* [GIVEN PASSAGE]:
▶

INNOVATION / ACCESSIBILITY
DESIGN INNOVATIVE PRODUCTS FOR EVERYONE
Innovation / Accessibility: Designing Innovative Products for Everyone
Alaina Bryan, 2022
In the most romantic light, innovation can be an exciting process of pushing boundaries and expectations.
However, there can be another side to innovation, one that is often overlooked or minimized.
Throughout history, people who have been unable to adapt to new technology have been left behind.
Designers of the past tried to mold humanity to new technologies, and if you couldn’t be molded, then you couldn’t be helped.
Thankfully, designers today are committed to helping all kinds of people access new tools and products:
This is accessibility.
From the start, innovation and accessibility have had a chaotic relationship.
We often imagine innovators as brave pioneers who will stop at nothing to revolutionize society with their genius- this person seems unlikely to pause in their efforts to consider accessibility.
While some innovators have treated accessibility as an inconvenient hindrance to progress, others have used accessibility to drive their innovations.
This article will discuss the relationship between innovation and accessibility, using the Web Content Accessibility Guidelines and UX design heuristics to explore how designers can balance accessibility and innovation, and recognize the advantages of accessible design.
WHAT IS ACCESSIBILITY?
The U.S. Government’s website for design accessibility defines accessibility as:
“Usability for people who interact with products differently.”
Working with this definition, we might first explore accessibility by asking:
“What are the different ways that people interact with products?”
These differences can be divided into physical and cognitive impairments:
Physical
visual
auditory
tactile & motor
Cognitive
language
memory
understandability
It is important to understand that not all impaired users would consider themselves to be disabled- there are permanent, temporary, and situational impairments1:
A missing arm would be permanent
A broken arm in a cast is temporary
Holding a baby would be situational
Accessibility means designing for users experiencing one or a combination of these impairments.
Accessible designs have been shown to help able-bodied and neurotypical users navigate digital ecosystems as well:
Video captions help users listening on mute as well as those with auditory impairments2
High-contrast text helps people reading on screens in bright sunlight
Closed-captioning has become a tool for people to learn new languages3
Any user, whether they are disabled or not, has felt the irritation of trying to navigate a badly designed website or interface. What most people would consider ‘bad design’ can actually be understood through the lens of accessibility.
WCAG
The standards set by Web Content Accessibility Guidelines (WCAG) offer a variety of highly specific guidelines, detailing contrast ratio, orientation, hover controls, and much, much more: all incredibly useful information for designers who recognize the importance of accessibility. These guidelines are grouped into four categories:
Perceivability is how a user can sense the existence of product elements
Operability is the user’s ability to interact with the product
Understandability is the user’s ability to discern meaning within the product
Robust is whether the product is compatible with assistive technologies
While there are many aspects to building an accessible, inclusively designed product, the first three WCAG factors provide a great overarching structure for understanding the needs of disabled users.
Accessibility aside, we can benefit from asking if our products are perceivable, operable, & understandable. A history of failed start-ups and botched product launches has shown us that missing any one of these factors can be lethal.

◀

(Some records)

▶

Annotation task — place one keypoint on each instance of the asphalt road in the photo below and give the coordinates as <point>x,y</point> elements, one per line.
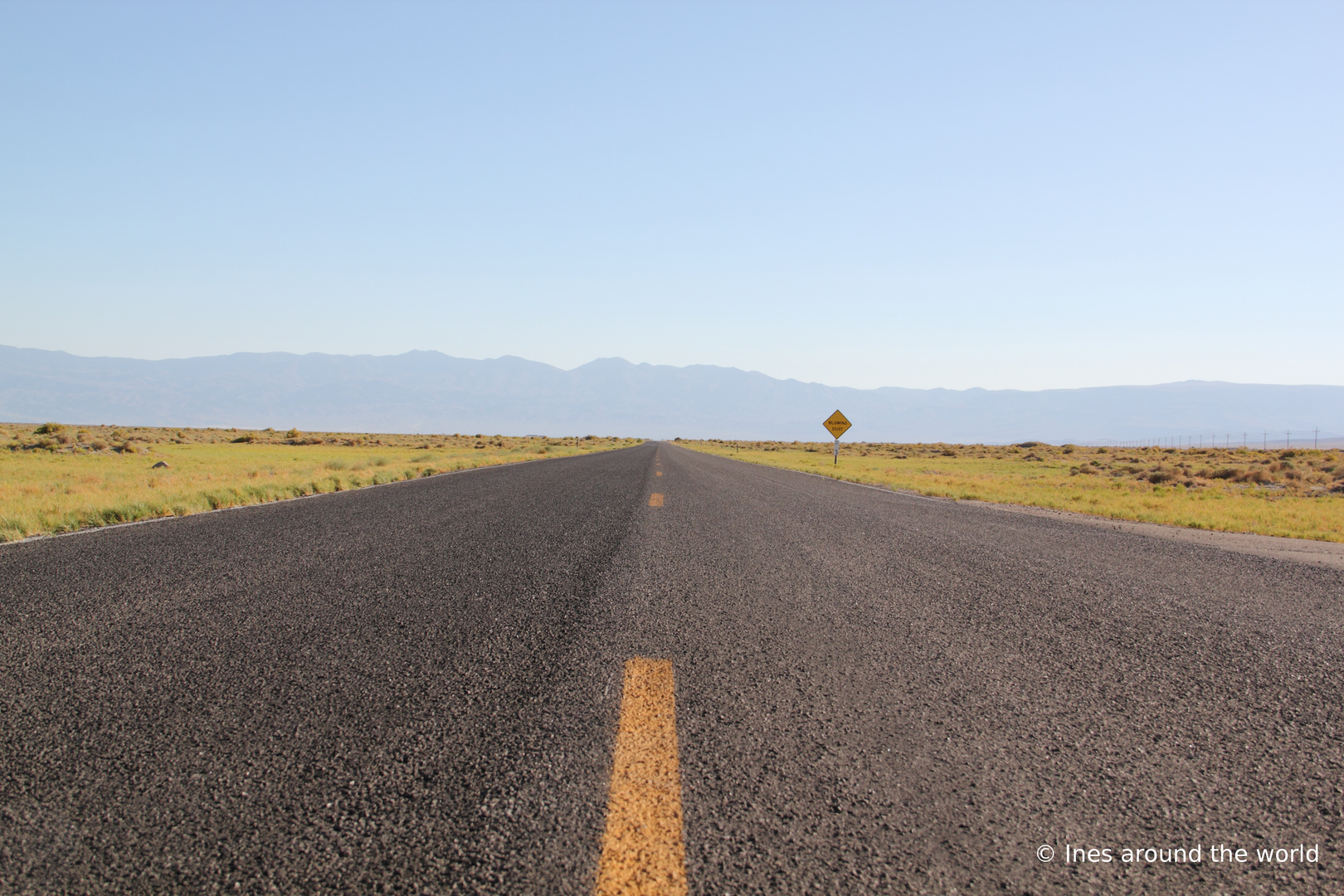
<point>414,689</point>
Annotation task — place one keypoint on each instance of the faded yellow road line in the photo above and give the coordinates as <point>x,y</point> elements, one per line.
<point>641,850</point>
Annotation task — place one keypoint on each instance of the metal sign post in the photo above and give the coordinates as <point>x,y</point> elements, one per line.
<point>836,425</point>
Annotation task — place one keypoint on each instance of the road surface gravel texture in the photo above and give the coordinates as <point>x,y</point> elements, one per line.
<point>414,689</point>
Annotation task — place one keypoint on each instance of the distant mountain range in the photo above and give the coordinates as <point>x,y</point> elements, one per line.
<point>433,392</point>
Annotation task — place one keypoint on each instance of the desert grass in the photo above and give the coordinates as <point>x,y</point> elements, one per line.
<point>1294,494</point>
<point>60,479</point>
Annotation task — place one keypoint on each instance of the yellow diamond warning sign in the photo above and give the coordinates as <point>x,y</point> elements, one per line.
<point>836,425</point>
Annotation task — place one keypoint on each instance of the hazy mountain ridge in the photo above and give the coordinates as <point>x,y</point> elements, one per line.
<point>435,392</point>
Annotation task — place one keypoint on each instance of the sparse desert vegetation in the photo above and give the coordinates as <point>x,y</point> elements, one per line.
<point>60,479</point>
<point>1298,494</point>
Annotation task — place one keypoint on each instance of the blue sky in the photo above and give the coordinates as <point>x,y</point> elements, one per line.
<point>1010,195</point>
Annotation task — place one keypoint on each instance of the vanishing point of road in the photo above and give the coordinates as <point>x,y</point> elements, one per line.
<point>418,688</point>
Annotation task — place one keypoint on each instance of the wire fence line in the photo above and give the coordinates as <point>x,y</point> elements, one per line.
<point>1261,440</point>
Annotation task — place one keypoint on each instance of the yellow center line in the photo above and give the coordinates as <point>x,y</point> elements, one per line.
<point>643,853</point>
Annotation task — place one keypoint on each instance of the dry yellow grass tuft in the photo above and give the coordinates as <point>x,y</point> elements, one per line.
<point>1296,494</point>
<point>58,479</point>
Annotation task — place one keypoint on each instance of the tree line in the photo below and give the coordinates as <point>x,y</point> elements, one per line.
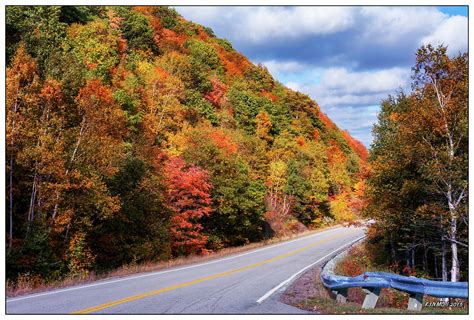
<point>133,135</point>
<point>418,188</point>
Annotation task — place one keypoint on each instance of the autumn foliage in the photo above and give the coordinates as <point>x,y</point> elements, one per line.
<point>188,197</point>
<point>133,135</point>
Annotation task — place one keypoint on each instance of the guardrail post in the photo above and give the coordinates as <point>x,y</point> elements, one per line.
<point>371,298</point>
<point>341,295</point>
<point>415,302</point>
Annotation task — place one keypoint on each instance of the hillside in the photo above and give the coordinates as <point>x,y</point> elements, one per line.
<point>134,135</point>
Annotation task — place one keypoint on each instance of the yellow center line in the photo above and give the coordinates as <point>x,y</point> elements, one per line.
<point>215,276</point>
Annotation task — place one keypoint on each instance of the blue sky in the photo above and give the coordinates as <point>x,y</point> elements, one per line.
<point>346,58</point>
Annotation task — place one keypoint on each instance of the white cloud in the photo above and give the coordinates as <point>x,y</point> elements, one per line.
<point>342,80</point>
<point>451,32</point>
<point>339,86</point>
<point>392,25</point>
<point>275,66</point>
<point>265,23</point>
<point>298,44</point>
<point>260,24</point>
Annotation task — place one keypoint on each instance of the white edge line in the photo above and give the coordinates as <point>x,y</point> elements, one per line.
<point>166,271</point>
<point>287,281</point>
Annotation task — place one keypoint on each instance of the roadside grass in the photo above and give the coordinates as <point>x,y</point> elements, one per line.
<point>27,284</point>
<point>356,262</point>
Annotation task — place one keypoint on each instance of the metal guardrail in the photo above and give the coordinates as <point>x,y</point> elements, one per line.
<point>373,282</point>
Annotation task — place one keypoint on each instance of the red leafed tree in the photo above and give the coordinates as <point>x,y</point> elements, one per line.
<point>223,142</point>
<point>356,145</point>
<point>217,95</point>
<point>188,197</point>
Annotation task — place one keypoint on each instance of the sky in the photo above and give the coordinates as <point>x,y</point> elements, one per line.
<point>346,58</point>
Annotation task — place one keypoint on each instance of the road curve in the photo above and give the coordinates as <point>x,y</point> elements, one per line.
<point>230,285</point>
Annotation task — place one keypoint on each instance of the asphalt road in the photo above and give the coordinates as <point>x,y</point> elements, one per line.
<point>229,285</point>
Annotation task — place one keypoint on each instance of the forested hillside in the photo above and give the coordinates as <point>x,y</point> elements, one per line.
<point>418,189</point>
<point>134,135</point>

◀

* [WHAT YOU NEED TO DO]:
**1)** Using the article on innovation and accessibility, answer these:
(a) How does the U.S. Government's website for design accessibility define accessibility?
(b) What is the example of a situational impairment?
(c) Which WCAG category is about whether a product works with assistive technologies?
**2)** Write the next few paragraphs of the article on innovation and accessibility, picking up after its last sentence.

* [RESULTS OF THE EXERCISE]:
**1)**
(a) "Usability for people who interact with products differently."
(b) Holding a baby.
(c) Robust.

**2)**
For example, innovators might design a product that is operable and understandable, but lacks perceivability. This might apply both to the elements within the product design, and to the product’s visibility within the consumer market- people can’t buy or use something they never know exists (a real-life example would have been added here, but we never learned of its existence).
For an analog example of botched operability, look no further than Nintendo’s 1996 release of the Nintendo 64, with a triple-pronged controller. While the controller’s design was highly innovative on many fronts, it was awkward to hold, and impossible to operate all the buttons using any one grip. Users could perceive all the buttons and understand their functionality, but were still unable to operate the device.
A product might be perceivable and operable, but lack understandability, like Burger King’s 2013 ‘Satisfries’ campaign. The supposedly healthier fries (fried in a different butter) were more expensive, and despite marketing and good reviews, customers continually failed to understand how the fries were any different. This failure was an understandability issue on Burger King's part.
Is it a coincidence that these accessibility standards are so crucial to the market success of innovative products?
To further explore the relationship between innovation and accessibility, we'll take a look at some well-known design heuristics, and the research behind them.
AESTHETICS-USABILITY EFFECT
The Aesthetics-Usability Effect is a well-documented heuristic showing users find aesthetically-pleasing designs easier to use, regardless of inherent usability.
The effect was first noted in 1995 by researchers at Hitachi, and has been the subject of many UX-related studies since 4.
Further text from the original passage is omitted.